[Dataset listing of object locations]
§ §

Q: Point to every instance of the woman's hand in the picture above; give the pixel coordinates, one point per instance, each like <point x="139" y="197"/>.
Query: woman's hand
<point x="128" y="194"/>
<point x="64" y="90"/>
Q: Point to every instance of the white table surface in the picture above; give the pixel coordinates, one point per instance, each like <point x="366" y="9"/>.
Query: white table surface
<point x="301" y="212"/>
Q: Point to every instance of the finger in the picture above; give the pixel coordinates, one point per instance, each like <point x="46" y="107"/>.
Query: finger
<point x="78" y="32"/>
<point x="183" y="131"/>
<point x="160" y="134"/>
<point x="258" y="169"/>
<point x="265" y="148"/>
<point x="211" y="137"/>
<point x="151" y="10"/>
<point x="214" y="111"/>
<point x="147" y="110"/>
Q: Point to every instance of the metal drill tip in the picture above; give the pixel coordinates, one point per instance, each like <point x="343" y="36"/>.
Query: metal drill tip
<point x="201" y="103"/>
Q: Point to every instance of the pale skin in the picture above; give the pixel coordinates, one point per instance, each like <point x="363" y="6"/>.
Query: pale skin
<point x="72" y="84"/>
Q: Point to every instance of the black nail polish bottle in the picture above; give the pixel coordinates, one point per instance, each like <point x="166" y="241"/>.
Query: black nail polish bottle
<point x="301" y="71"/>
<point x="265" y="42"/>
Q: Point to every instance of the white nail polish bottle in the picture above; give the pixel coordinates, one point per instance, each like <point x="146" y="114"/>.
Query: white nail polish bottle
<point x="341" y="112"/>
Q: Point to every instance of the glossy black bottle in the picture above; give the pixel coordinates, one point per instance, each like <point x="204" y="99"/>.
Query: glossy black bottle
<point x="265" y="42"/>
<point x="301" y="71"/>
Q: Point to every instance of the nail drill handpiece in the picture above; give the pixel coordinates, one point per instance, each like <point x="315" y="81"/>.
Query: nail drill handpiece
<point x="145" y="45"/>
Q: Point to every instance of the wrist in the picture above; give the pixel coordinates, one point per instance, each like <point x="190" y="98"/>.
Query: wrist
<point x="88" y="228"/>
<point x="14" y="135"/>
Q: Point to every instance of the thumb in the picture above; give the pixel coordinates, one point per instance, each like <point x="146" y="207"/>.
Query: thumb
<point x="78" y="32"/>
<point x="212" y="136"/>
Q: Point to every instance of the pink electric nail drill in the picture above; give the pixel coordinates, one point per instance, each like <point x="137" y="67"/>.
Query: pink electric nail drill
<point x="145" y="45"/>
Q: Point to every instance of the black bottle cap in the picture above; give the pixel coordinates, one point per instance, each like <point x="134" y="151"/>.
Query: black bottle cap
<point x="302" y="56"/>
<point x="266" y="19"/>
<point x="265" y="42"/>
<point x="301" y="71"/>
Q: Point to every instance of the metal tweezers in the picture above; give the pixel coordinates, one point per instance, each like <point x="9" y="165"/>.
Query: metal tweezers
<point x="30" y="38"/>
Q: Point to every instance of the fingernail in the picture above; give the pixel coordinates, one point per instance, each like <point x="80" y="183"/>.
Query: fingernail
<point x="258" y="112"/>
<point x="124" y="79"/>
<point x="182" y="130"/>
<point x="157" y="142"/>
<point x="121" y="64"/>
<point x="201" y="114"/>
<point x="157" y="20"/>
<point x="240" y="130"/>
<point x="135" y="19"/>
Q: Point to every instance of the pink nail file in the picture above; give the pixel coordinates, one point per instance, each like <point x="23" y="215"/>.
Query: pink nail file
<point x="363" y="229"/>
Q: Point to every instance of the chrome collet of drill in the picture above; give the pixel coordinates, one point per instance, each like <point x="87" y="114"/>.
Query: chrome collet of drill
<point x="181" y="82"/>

§ §

▶ [Problem to solve]: Recast every line of the listing above as a Markdown table with the columns "No." and "Text", numbering the rows in order and omitting blank lines.

▶ [Correct response]:
| No. | Text |
|---|---|
| 1 | Q: Point to every instance of the woman's hand in the picture above; give the pixel coordinates, one point per instance, each like <point x="139" y="197"/>. |
| 2 | Query: woman's hand |
| 3 | <point x="128" y="194"/> |
| 4 | <point x="64" y="90"/> |
| 5 | Q: Point to every instance of the white table surface in the picture above; give the pixel coordinates, one point per instance, each like <point x="366" y="9"/>. |
| 6 | Query: white table surface |
| 7 | <point x="301" y="212"/> |
| 8 | Q: Point to every instance of the finger in the picture above; give the pixel coordinates, one point per instance, each like <point x="46" y="107"/>. |
| 9 | Query: finger |
| 10 | <point x="78" y="32"/> |
| 11 | <point x="183" y="131"/> |
| 12 | <point x="160" y="134"/> |
| 13 | <point x="258" y="169"/> |
| 14 | <point x="265" y="148"/> |
| 15 | <point x="211" y="137"/> |
| 16 | <point x="151" y="10"/> |
| 17 | <point x="214" y="111"/> |
| 18 | <point x="147" y="110"/> |
| 19 | Q: Point to every instance of the metal drill tip in the picture above; give the pixel coordinates, one point per instance, each like <point x="343" y="36"/>. |
| 20 | Query: metal drill tip |
| 21 | <point x="201" y="103"/> |
| 22 | Q: Point to every instance of the pale skin in the picture above; give the pixel coordinates, one point per instance, each like <point x="363" y="6"/>. |
| 23 | Query: pale skin |
| 24 | <point x="72" y="84"/> |
| 25 | Q: Point to every instance of the black nail polish bottle in the picture above; give the pixel coordinates, one point per instance, each like <point x="166" y="241"/>. |
| 26 | Query: black nail polish bottle |
| 27 | <point x="301" y="71"/> |
| 28 | <point x="265" y="42"/> |
| 29 | Q: Point to every instance of the white nail polish bottle in the picture above; give the pixel coordinates, one point per instance, each like <point x="146" y="114"/>. |
| 30 | Query: white nail polish bottle |
| 31 | <point x="341" y="112"/> |
| 32 | Q: Point to every instance of the glossy black bottle in the picture above; give the pixel coordinates, one point per instance, each like <point x="204" y="99"/>. |
| 33 | Query: glossy black bottle |
| 34 | <point x="265" y="42"/> |
| 35 | <point x="301" y="71"/> |
| 36 | Q: Point to every instance of the nail drill handpiece in the picture above; give the pixel coordinates, one point per instance, each like <point x="315" y="81"/>. |
| 37 | Query: nail drill handpiece |
| 38 | <point x="145" y="45"/> |
| 39 | Q: Point to every instance of the wrist in the picture above; give the pixel coordinates, one point per instance, each like <point x="190" y="98"/>. |
| 40 | Query: wrist |
| 41 | <point x="88" y="228"/> |
| 42 | <point x="14" y="135"/> |
| 43 | Q: Point to every instance of the thumb in the picture above; give the pixel coordinates, one point per instance, each like <point x="146" y="207"/>. |
| 44 | Query: thumb |
| 45 | <point x="78" y="32"/> |
| 46 | <point x="212" y="136"/> |
| 47 | Q: Point to every instance of the pink electric nail drill in the picture above; give the pixel coordinates, one point per instance, each like <point x="137" y="67"/>. |
| 48 | Query: pink electric nail drill |
| 49 | <point x="145" y="45"/> |
| 50 | Q: Point to every instance of the black bottle cap in the picture above; give the pixel coordinates, one point per instance, each like <point x="134" y="151"/>. |
| 51 | Query: black bottle cap |
| 52 | <point x="302" y="56"/> |
| 53 | <point x="266" y="19"/> |
| 54 | <point x="265" y="42"/> |
| 55 | <point x="301" y="71"/> |
| 56 | Q: Point to every instance of the metal tweezers in the picture above; give the pixel coordinates, one point per instance, each like <point x="9" y="165"/>. |
| 57 | Query: metal tweezers |
| 58 | <point x="30" y="38"/> |
| 59 | Q: Point to every instance of the fingernail in the picture above; give the pixel coordinates, one point per instance, each like <point x="80" y="183"/>. |
| 60 | Query: fingernail |
| 61 | <point x="258" y="112"/> |
| 62 | <point x="124" y="79"/> |
| 63 | <point x="182" y="130"/> |
| 64 | <point x="157" y="142"/> |
| 65 | <point x="121" y="64"/> |
| 66 | <point x="201" y="114"/> |
| 67 | <point x="157" y="20"/> |
| 68 | <point x="240" y="130"/> |
| 69 | <point x="135" y="19"/> |
| 70 | Q: Point to every instance of the pink nail file in the picture above; give the pixel coordinates, one point per instance, each like <point x="23" y="215"/>. |
| 71 | Query: pink nail file |
| 72 | <point x="363" y="229"/> |
| 73 | Q: Point to every instance of the chrome collet of drill in the picture above; give the pixel coordinates, one point per instance, each like <point x="87" y="114"/>. |
| 74 | Query: chrome collet of drill |
| 75 | <point x="181" y="82"/> |